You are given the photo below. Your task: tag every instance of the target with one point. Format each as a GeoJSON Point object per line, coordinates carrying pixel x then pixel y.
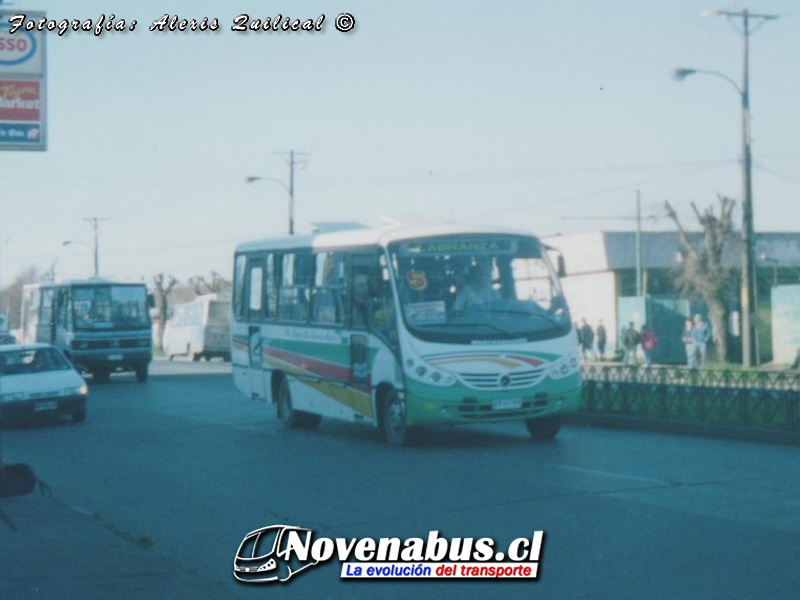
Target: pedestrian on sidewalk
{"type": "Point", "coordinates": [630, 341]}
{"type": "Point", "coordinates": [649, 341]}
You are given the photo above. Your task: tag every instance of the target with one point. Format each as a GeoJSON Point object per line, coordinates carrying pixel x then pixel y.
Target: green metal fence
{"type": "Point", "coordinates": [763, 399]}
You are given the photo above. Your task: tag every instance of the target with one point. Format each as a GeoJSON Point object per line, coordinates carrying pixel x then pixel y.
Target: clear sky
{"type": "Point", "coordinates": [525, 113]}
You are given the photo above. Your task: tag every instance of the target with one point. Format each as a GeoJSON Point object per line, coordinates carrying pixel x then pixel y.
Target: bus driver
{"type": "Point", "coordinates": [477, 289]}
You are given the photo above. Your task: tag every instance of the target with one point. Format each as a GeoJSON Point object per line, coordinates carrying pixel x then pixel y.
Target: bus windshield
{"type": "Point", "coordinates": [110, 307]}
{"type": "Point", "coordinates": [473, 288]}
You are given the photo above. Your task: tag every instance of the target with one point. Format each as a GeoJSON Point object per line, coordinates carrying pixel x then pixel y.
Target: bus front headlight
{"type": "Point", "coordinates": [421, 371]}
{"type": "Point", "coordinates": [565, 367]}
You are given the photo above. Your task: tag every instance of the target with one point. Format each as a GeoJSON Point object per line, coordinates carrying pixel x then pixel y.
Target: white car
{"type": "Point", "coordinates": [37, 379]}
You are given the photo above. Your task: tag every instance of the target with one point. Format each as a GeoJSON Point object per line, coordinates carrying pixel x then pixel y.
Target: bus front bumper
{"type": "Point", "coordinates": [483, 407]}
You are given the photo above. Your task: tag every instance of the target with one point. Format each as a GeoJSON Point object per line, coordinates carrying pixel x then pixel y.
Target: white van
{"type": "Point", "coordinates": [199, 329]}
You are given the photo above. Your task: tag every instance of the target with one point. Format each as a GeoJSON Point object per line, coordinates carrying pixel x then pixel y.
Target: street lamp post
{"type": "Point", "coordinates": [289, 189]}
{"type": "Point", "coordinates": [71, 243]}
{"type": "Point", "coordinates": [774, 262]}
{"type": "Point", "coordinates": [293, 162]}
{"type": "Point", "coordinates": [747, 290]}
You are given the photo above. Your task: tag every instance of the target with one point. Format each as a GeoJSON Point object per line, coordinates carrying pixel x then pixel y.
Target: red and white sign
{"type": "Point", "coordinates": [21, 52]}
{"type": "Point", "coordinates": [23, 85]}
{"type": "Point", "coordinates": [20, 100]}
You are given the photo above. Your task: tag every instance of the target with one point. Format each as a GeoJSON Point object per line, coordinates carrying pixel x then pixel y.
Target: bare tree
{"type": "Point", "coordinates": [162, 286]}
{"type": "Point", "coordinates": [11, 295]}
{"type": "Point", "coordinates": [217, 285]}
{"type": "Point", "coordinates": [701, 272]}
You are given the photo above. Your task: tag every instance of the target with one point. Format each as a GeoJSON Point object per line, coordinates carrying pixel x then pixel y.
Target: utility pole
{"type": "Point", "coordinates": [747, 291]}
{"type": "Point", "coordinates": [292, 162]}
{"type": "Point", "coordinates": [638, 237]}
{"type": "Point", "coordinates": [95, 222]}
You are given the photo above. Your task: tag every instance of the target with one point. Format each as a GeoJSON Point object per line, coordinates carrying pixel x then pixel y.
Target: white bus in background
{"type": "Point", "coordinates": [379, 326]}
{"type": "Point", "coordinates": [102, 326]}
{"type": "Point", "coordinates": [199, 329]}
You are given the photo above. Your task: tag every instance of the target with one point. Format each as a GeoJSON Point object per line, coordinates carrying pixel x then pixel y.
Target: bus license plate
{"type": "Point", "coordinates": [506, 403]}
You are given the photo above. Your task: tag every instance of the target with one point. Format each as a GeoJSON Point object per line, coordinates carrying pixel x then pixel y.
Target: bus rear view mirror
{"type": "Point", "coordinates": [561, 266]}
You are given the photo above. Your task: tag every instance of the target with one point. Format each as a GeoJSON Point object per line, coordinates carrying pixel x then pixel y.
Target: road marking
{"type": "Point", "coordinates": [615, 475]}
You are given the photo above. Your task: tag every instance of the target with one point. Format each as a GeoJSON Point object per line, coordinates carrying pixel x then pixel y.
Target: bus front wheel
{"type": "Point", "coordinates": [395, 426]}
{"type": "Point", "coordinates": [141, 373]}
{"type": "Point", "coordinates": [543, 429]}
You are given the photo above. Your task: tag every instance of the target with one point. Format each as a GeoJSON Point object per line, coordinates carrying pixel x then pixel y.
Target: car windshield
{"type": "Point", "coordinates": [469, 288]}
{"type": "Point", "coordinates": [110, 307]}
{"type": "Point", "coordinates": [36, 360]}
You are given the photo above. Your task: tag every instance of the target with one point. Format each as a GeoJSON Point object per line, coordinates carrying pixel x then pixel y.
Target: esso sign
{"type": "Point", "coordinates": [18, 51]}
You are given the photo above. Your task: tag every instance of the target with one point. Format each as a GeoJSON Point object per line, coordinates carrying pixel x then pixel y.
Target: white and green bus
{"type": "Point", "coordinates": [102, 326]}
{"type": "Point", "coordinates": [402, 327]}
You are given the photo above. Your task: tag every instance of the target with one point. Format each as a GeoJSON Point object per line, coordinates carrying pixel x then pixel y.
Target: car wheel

+ + + +

_PROBLEM TO WORK ON:_ Output all of the records word for word, and keep the pictures out of the copy.

_ANSWER FOR THE TASK:_
You are given the photo below. Your task: tag every instance of the target with one point. Format each as a GeoJSON Point object per line, coordinates carrying pixel x then pixel y.
Target: pedestrian on sidewalk
{"type": "Point", "coordinates": [630, 341]}
{"type": "Point", "coordinates": [649, 341]}
You are given the photo above. Your task: tag every instance of the target with one point. Format each as a GeoJSON Point object per line, coordinates carrying pixel x then pixel y.
Target: green metal fence
{"type": "Point", "coordinates": [763, 399]}
You are given the photo above. Your task: tag every instance of the target with one point. Format each as a GeoJSON Point object per line, coordinates carrying pixel x then pixel y.
Target: clear sky
{"type": "Point", "coordinates": [525, 113]}
You are given the photo above. Your task: tag every instance of the target with one point. Format each as a GeoJSON Point object per line, coordinates carrying pixel x then pixel y.
Target: bus driver
{"type": "Point", "coordinates": [477, 289]}
You are given the photo above. Your task: tag every instance of the target with one point. Format each as a GeoJSON Point object per line, coordinates carrying pixel x then pixel y.
Target: bus windshield
{"type": "Point", "coordinates": [110, 307]}
{"type": "Point", "coordinates": [473, 288]}
You are given the photo above. Your task: tag every instance of the target with one point. Format each as a GeoJSON Point object per line, coordinates carrying pixel x then pixel y.
Target: bus front headlight
{"type": "Point", "coordinates": [421, 371]}
{"type": "Point", "coordinates": [565, 367]}
You are given the photo above. Your task: tag every instance of the target with one point. Format each as a GeoJSON Point object per line, coordinates carrying pixel x then pixel y.
Target: white car
{"type": "Point", "coordinates": [37, 379]}
You are given the photo above. Your task: tag every instance of the target with one point. Format each as a GeoJSON Point object per line, coordinates carrying pixel x then pixel y.
Target: bus front bumper
{"type": "Point", "coordinates": [483, 407]}
You are given the photo above. Your task: tag every instance of the target with one point. Format each as a GeoJSON Point object per line, coordinates carrying pixel x then pixel y.
Target: white van
{"type": "Point", "coordinates": [199, 329]}
You are given the photo above. Your task: tag every instance of the target with one point. Format each as a GeoJSON Point object per line, coordinates carrying pixel x then pixel y.
Target: street lamp post
{"type": "Point", "coordinates": [289, 189]}
{"type": "Point", "coordinates": [71, 243]}
{"type": "Point", "coordinates": [774, 262]}
{"type": "Point", "coordinates": [293, 162]}
{"type": "Point", "coordinates": [747, 290]}
You are given the photo above. Your task: tag every instance of the target with one point. Format each as a GeoJSON Point object per line, coordinates carrying pixel x then pixel y.
Target: red and white sign
{"type": "Point", "coordinates": [21, 52]}
{"type": "Point", "coordinates": [23, 85]}
{"type": "Point", "coordinates": [20, 100]}
You are given the photo above. Your task: tag every instance of the target with one point. Format each as a GeoJSON Point object per line, coordinates carrying pixel x then pixel y.
Target: bare tree
{"type": "Point", "coordinates": [162, 286]}
{"type": "Point", "coordinates": [11, 295]}
{"type": "Point", "coordinates": [217, 285]}
{"type": "Point", "coordinates": [701, 272]}
You are given the photo above. Your task: tag every instance of the target with one point. Format each as a GeoJSON Point object per line, coordinates carrying pixel x then pixel y.
Target: utility pole
{"type": "Point", "coordinates": [747, 291]}
{"type": "Point", "coordinates": [292, 162]}
{"type": "Point", "coordinates": [638, 237]}
{"type": "Point", "coordinates": [95, 222]}
You are given the photo above. Your task: tag every instance of the target with one point. Format each as a GeoJSON Point object per line, coordinates carrying pixel x then pixel y.
Target: white bus in background
{"type": "Point", "coordinates": [379, 326]}
{"type": "Point", "coordinates": [102, 326]}
{"type": "Point", "coordinates": [199, 329]}
You are given the photo above. Your task: tag every instance of the target with one point. Format each as a GeoJSON Point object per line, coordinates carrying pixel x then pixel y.
Target: bus license plate
{"type": "Point", "coordinates": [506, 403]}
You are given the photo above. Your task: tag every instance of the target with one point. Format each as a GeoJSON Point object per line, coordinates carrying pixel x then pixel y.
Target: bus rear view mirror
{"type": "Point", "coordinates": [561, 266]}
You are given the photo above. Your task: tag every instance of the target with one point. Format each as a GeoJSON Point object per line, coordinates carrying pixel x then pixel y.
Target: road marking
{"type": "Point", "coordinates": [615, 475]}
You are given the photo above. Your task: tag every instance of the target with one point. Format each as a GeoJSON Point object per line, coordinates carrying pixel x then pixel y.
Target: bus front wheel
{"type": "Point", "coordinates": [395, 426]}
{"type": "Point", "coordinates": [141, 373]}
{"type": "Point", "coordinates": [543, 429]}
You are given the photo above. Your task: tag every instance of the target with one point. Format each as a GeoJSON Point object per line, coordinates carrying pixel x then pixel y.
Target: car windshield
{"type": "Point", "coordinates": [469, 288]}
{"type": "Point", "coordinates": [110, 307]}
{"type": "Point", "coordinates": [36, 360]}
You are given the photo above. Your task: tag every instance of the target with one point. Format each as a GeoJSON Point object per line, coordinates carrying pixel x then pixel y.
Target: esso sign
{"type": "Point", "coordinates": [18, 51]}
You are given the photo above. Your task: tag every instance of the target with one point. Format each as a GeoJSON Point object per line, coordinates carrying pixel x then pixel y.
Target: white and green bus
{"type": "Point", "coordinates": [102, 326]}
{"type": "Point", "coordinates": [402, 327]}
You are given the photo above. Your task: tag every instance of the target with one point. Format each as a GeoJSON Point object per line, coordinates carrying pixel x then pixel y.
Target: car wheel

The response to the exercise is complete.